Begin The input
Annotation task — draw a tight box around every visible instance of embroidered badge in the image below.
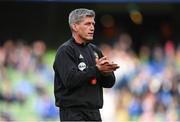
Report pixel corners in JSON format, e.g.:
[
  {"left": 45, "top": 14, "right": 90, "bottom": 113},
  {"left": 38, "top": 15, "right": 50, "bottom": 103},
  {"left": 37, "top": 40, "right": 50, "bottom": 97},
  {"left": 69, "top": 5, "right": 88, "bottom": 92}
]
[
  {"left": 94, "top": 51, "right": 99, "bottom": 59},
  {"left": 78, "top": 62, "right": 86, "bottom": 71},
  {"left": 79, "top": 54, "right": 84, "bottom": 59}
]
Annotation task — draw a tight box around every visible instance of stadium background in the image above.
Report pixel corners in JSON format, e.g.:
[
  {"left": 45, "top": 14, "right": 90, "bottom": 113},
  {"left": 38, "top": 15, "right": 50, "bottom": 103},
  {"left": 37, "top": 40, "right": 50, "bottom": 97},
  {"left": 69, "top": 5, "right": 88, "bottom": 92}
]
[{"left": 0, "top": 0, "right": 180, "bottom": 122}]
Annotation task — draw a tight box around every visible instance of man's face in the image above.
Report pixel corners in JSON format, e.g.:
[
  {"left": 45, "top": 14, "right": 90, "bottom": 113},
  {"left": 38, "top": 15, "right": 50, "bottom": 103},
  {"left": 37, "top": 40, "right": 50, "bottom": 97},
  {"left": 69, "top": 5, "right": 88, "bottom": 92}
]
[{"left": 76, "top": 17, "right": 95, "bottom": 41}]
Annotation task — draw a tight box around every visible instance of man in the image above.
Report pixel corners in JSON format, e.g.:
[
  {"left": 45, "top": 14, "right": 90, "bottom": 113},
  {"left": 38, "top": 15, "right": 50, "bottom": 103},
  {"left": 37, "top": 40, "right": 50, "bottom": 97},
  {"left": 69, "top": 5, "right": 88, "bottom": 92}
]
[{"left": 53, "top": 8, "right": 118, "bottom": 121}]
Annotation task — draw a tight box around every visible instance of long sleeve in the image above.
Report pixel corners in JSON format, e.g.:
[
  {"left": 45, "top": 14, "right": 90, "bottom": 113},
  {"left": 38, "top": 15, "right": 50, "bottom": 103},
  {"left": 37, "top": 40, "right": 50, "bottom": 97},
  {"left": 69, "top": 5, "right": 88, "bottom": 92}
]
[
  {"left": 101, "top": 72, "right": 115, "bottom": 88},
  {"left": 91, "top": 45, "right": 115, "bottom": 88}
]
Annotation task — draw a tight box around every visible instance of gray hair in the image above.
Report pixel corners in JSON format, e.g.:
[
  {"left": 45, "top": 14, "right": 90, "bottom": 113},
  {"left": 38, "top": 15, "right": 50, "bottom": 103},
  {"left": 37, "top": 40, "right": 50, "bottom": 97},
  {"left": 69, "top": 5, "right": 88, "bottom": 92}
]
[{"left": 69, "top": 8, "right": 95, "bottom": 25}]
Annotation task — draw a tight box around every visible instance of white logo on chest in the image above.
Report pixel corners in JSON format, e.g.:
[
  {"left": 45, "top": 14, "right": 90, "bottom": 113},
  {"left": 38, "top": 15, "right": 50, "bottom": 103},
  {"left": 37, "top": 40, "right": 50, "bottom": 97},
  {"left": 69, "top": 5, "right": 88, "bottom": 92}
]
End The input
Description of the task :: Turn every line of the entries above into a numbered list, omitting blank lines and leaving out the pictures.

Response below ::
1. Annotation task — draw a tight box around every visible instance of embroidered badge in the image below.
2. Report pixel corners in JSON format, e.g.:
3. [
4.   {"left": 45, "top": 14, "right": 90, "bottom": 113},
5.   {"left": 38, "top": 15, "right": 50, "bottom": 103},
6.   {"left": 37, "top": 40, "right": 50, "bottom": 97},
7.   {"left": 69, "top": 5, "right": 88, "bottom": 92}
8. ]
9. [
10.   {"left": 94, "top": 51, "right": 99, "bottom": 59},
11.   {"left": 78, "top": 62, "right": 86, "bottom": 71},
12.   {"left": 79, "top": 54, "right": 84, "bottom": 59}
13. ]
14. Annotation task — draw a tight box around every visible instance of stadium background in the image above.
15. Report pixel corners in JSON format, e.g.:
16. [
17.   {"left": 45, "top": 14, "right": 90, "bottom": 113},
18.   {"left": 38, "top": 15, "right": 50, "bottom": 103},
19.   {"left": 37, "top": 40, "right": 50, "bottom": 97},
20.   {"left": 69, "top": 5, "right": 88, "bottom": 92}
21. ]
22. [{"left": 0, "top": 0, "right": 180, "bottom": 122}]
23. Annotation task — draw a tight box around every visible instance of man's face in the image above.
24. Report pixel corners in JSON format, e.g.:
25. [
26.   {"left": 45, "top": 14, "right": 90, "bottom": 113},
27.   {"left": 38, "top": 15, "right": 50, "bottom": 103},
28.   {"left": 37, "top": 40, "right": 50, "bottom": 97},
29.   {"left": 69, "top": 5, "right": 88, "bottom": 92}
30. ]
31. [{"left": 76, "top": 17, "right": 95, "bottom": 41}]
32. Annotation task — draw a tight box around every visible instance of man in the image above.
33. Report pixel corners in JSON format, e.g.:
34. [
35.   {"left": 45, "top": 14, "right": 90, "bottom": 113},
36.   {"left": 38, "top": 15, "right": 50, "bottom": 103},
37.   {"left": 37, "top": 40, "right": 50, "bottom": 97},
38.   {"left": 69, "top": 5, "right": 88, "bottom": 92}
39. ]
40. [{"left": 53, "top": 8, "right": 118, "bottom": 121}]
41. Annotation task — draw a tight box around every visible instance of long sleeve in the image above.
42. Report pixel corners in JSON format, e.g.:
43. [
44.   {"left": 45, "top": 14, "right": 90, "bottom": 113},
45.   {"left": 38, "top": 15, "right": 50, "bottom": 103},
46.   {"left": 37, "top": 40, "right": 50, "bottom": 97},
47.   {"left": 69, "top": 5, "right": 88, "bottom": 92}
48. ]
49. [
50.   {"left": 101, "top": 72, "right": 115, "bottom": 88},
51.   {"left": 91, "top": 45, "right": 115, "bottom": 88}
52. ]
53. Annotation task — draw a tight box around every visible instance of gray hair in the image above.
54. Report pixel corners in JSON format, e.g.:
55. [
56.   {"left": 45, "top": 14, "right": 90, "bottom": 113},
57.   {"left": 38, "top": 15, "right": 50, "bottom": 103},
58.   {"left": 37, "top": 40, "right": 50, "bottom": 97},
59.   {"left": 69, "top": 5, "right": 88, "bottom": 92}
60. ]
61. [{"left": 69, "top": 8, "right": 95, "bottom": 25}]
62. Annotation task — draw a tight box around every visible instance of white logo on chest in the image above.
63. Report pixel corners in JSON format, e.g.:
64. [
65.   {"left": 45, "top": 14, "right": 90, "bottom": 113},
66.   {"left": 38, "top": 15, "right": 50, "bottom": 103},
67.   {"left": 37, "top": 40, "right": 50, "bottom": 97},
68.   {"left": 69, "top": 5, "right": 88, "bottom": 92}
69. ]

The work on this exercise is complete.